Problem to solve :: Your task is to copy every record exactly.
┌─ Excerpted data
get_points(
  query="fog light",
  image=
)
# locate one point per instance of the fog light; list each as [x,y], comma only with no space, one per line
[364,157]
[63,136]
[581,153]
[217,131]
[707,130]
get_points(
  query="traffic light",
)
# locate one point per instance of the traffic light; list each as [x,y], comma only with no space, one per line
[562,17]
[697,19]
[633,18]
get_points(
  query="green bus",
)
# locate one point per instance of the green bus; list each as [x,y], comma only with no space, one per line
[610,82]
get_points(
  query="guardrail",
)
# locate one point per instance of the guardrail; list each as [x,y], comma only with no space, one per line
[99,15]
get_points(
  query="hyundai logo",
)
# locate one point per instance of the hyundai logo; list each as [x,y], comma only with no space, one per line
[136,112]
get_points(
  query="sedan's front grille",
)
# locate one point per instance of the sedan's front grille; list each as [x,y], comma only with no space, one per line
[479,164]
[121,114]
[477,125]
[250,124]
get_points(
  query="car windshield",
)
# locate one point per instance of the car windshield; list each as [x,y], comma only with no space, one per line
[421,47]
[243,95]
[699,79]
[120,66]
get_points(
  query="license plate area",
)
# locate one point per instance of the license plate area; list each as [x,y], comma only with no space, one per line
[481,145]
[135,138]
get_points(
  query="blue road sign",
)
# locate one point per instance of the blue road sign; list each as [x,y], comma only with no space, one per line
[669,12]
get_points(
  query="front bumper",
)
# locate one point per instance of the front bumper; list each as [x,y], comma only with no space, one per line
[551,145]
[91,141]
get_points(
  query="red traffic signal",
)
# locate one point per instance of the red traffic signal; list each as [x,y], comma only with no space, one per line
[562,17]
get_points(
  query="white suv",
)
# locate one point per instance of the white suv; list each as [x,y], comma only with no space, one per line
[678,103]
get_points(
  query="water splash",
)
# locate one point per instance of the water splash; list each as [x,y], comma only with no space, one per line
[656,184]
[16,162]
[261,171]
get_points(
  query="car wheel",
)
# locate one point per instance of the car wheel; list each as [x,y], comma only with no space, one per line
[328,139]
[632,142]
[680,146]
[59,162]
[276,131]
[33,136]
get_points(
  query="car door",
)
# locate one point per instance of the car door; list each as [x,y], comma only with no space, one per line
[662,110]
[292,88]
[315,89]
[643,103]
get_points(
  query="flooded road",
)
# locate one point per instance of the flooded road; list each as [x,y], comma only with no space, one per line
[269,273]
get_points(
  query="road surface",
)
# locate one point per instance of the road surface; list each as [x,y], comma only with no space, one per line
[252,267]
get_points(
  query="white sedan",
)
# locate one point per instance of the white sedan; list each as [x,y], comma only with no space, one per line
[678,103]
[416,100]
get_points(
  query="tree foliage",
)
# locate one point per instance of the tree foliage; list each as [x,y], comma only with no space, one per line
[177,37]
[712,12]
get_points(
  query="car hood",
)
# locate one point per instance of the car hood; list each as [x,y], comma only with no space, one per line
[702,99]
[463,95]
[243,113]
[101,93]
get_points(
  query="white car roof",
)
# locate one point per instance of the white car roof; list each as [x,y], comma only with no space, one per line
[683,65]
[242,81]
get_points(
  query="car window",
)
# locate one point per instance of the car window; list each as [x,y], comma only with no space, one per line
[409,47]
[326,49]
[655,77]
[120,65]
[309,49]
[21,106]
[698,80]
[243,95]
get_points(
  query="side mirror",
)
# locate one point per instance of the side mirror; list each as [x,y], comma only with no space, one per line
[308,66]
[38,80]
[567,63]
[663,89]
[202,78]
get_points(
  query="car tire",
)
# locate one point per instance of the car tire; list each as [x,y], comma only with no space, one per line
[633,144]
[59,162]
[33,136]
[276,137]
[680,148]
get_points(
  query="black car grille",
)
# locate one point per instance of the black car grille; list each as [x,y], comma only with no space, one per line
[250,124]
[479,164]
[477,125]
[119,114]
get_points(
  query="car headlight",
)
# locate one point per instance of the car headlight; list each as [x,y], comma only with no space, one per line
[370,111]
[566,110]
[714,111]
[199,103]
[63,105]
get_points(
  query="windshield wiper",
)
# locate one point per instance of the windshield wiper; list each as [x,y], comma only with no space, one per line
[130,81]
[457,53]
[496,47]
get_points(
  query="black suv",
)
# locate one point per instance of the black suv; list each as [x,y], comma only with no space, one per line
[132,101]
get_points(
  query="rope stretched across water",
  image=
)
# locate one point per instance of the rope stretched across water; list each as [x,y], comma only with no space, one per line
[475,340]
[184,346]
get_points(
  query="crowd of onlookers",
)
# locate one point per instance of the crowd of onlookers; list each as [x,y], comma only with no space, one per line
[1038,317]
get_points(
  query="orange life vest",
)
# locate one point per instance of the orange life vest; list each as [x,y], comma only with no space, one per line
└─
Task result ::
get_points(
  query="fog light",
  image=
)
# locate one point per instance of the fog light; list each as [x,y], comma only with no space, one per line
[364,157]
[63,136]
[581,153]
[217,131]
[707,130]
get_points(
  query="traffic light",
)
# locate one point per instance of the traffic light; list each as [x,y], comma only with no space, one per line
[562,17]
[697,19]
[633,18]
get_points(
  query="green bus",
)
# locate one point per instance of the green bus; list each as [x,y], comma only with no space, one per line
[610,82]
get_points(
  query="guardrail",
)
# locate one point per instance of the guardrail; list each as [x,y], comma only with no space, one per line
[99,15]
get_points(
  query="hyundai logo",
)
# locate one point per instance of the hyundai logo; list each as [x,y], comma only with no space, one per line
[136,112]
get_points(
  query="sedan's front grille",
)
# locate one point per instance of the sedan's front grille; list each as [x,y], comma only with no space, one per line
[479,164]
[121,114]
[477,125]
[250,124]
get_points(
  query="car windshield",
)
# locate one point per instance of the car windshield; list each as [x,y], comma only with no space, one per line
[421,47]
[243,95]
[699,79]
[120,66]
get_points(
  query="license plate area",
)
# locate one point per instance of the license plate area; list each as [x,y], comma only with no space, one per line
[481,145]
[135,138]
get_points(
  query="blue road sign",
)
# locate one point per instance of the blue road sign; list each as [x,y], comma only with no space, one per line
[669,12]
get_points(
  query="front bumper",
)
# locate one point per instance of the front bumper; list each as [x,y], comma only with no space, one per line
[551,145]
[91,141]
get_points(
  query="red traffic signal",
)
# locate one point per instance of the red traffic signal; list each as [x,y], comma only with no space, one per line
[562,17]
get_points(
  query="white suv",
)
# locate one point per instance of the white suv; list each as [x,y], comma only with no space, one per line
[678,103]
get_points(
  query="water splash",
)
# locate one point per instance of the water splash; list each as [x,y], comma only with no space, one per line
[656,184]
[16,162]
[261,171]
get_points(
  query="car wheel",
)
# locate one point per instance of the car wheel; list each as [x,y], comma only with no space, one per line
[328,139]
[632,142]
[680,146]
[59,162]
[276,131]
[33,136]
get_points(
  query="car door",
)
# locate one point per instance of the car door; list each as [x,y], comma only with no space, one per line
[662,110]
[292,88]
[315,89]
[643,103]
get_points(
  query="flooded road",
)
# locate one point per instance of the flooded road; list each as [x,y], comma only with no space, one per line
[269,273]
get_points(
  query="road surface",
)
# locate one point per instance of the road surface; list each as [x,y], comma only with no space, one per line
[252,267]
get_points(
  query="white sedan",
)
# locate one point per instance of the white sedan; list each as [x,y], comma only with no space, one per line
[678,103]
[416,100]
get_points(
  query="tree foliage",
)
# locate one point per instance of the tree foliage; list each as [x,y], comma only with no space, one per line
[177,37]
[712,12]
get_points(
  query="car hood",
)
# locate one point per instance of the car hood; list each as [x,y], comma only with no space, one per line
[702,99]
[463,95]
[243,113]
[101,93]
get_points(
  query="white car roof",
)
# locate one point per instance of the white car roof; list each as [x,y], comma only with no space, one per line
[683,65]
[242,81]
get_points(
  query="car window",
)
# locate one point per instance of the car window; list each as [x,y], comma only with no space, one per line
[409,47]
[326,49]
[655,77]
[120,65]
[309,49]
[21,106]
[698,80]
[243,95]
get_points(
  query="side mirror",
)
# locate one point per instance of the side mirror; list each as [x,y], comma only with no space, one per line
[308,66]
[38,80]
[567,63]
[663,89]
[202,78]
get_points(
  query="car tire",
)
# locate one point per instance of the car tire; list each as [x,y], comma only with no space, one per line
[633,144]
[59,162]
[33,136]
[276,137]
[680,148]
get_points(
  query="black car grille",
)
# locate one point per instance of the black car grille; list each as [x,y], comma only with no space, one per line
[250,124]
[479,164]
[477,125]
[119,114]
get_points(
  query="car headlight",
)
# locate one point per instance of the car headlight; list each as [x,y], comma only with no space, one per line
[370,111]
[566,110]
[714,111]
[199,103]
[63,105]
get_points(
  query="windshield wiper",
)
# locate one point per instance of the windshield wiper; list each as [x,y], comma only with no space, one per line
[130,81]
[457,53]
[496,47]
get_points(
  query="black suv",
)
# locate one point per instance of the black suv; list each as [x,y], comma only with no space, one per line
[132,101]
get_points(
  query="rope stretched across water",
  image=
)
# locate one point per instance of the rope stretched across water; list each as [x,y], comma only with no space, one per line
[475,340]
[184,346]
get_points(
  query="crowd of onlookers",
)
# locate one point per instance of the crowd of onlookers; list each as [x,y], comma only with no space, one per line
[1038,317]
get_points(
  query="orange life vest",
)
# locate one point per instance of the orange life vest; list each as [x,y], comma only with no space, one per line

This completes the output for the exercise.